Work item: Read the lines below, and copy any that contain the string "potted".

Information shown:
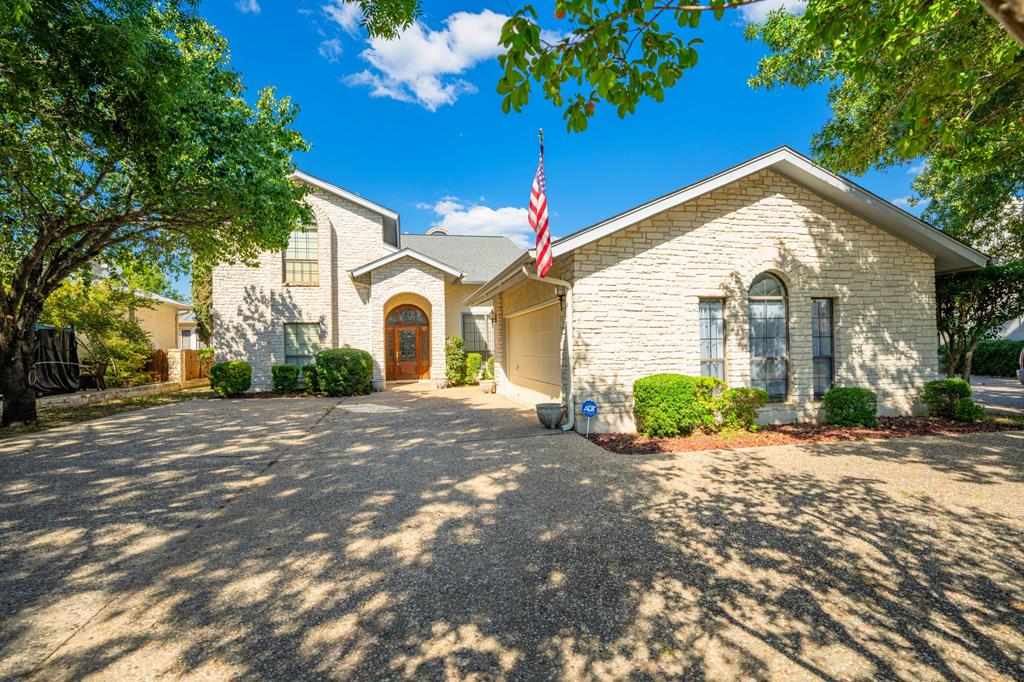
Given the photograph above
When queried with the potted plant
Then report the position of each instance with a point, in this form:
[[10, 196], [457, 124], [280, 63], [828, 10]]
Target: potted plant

Reply:
When queried with the potted plant
Target: potted plant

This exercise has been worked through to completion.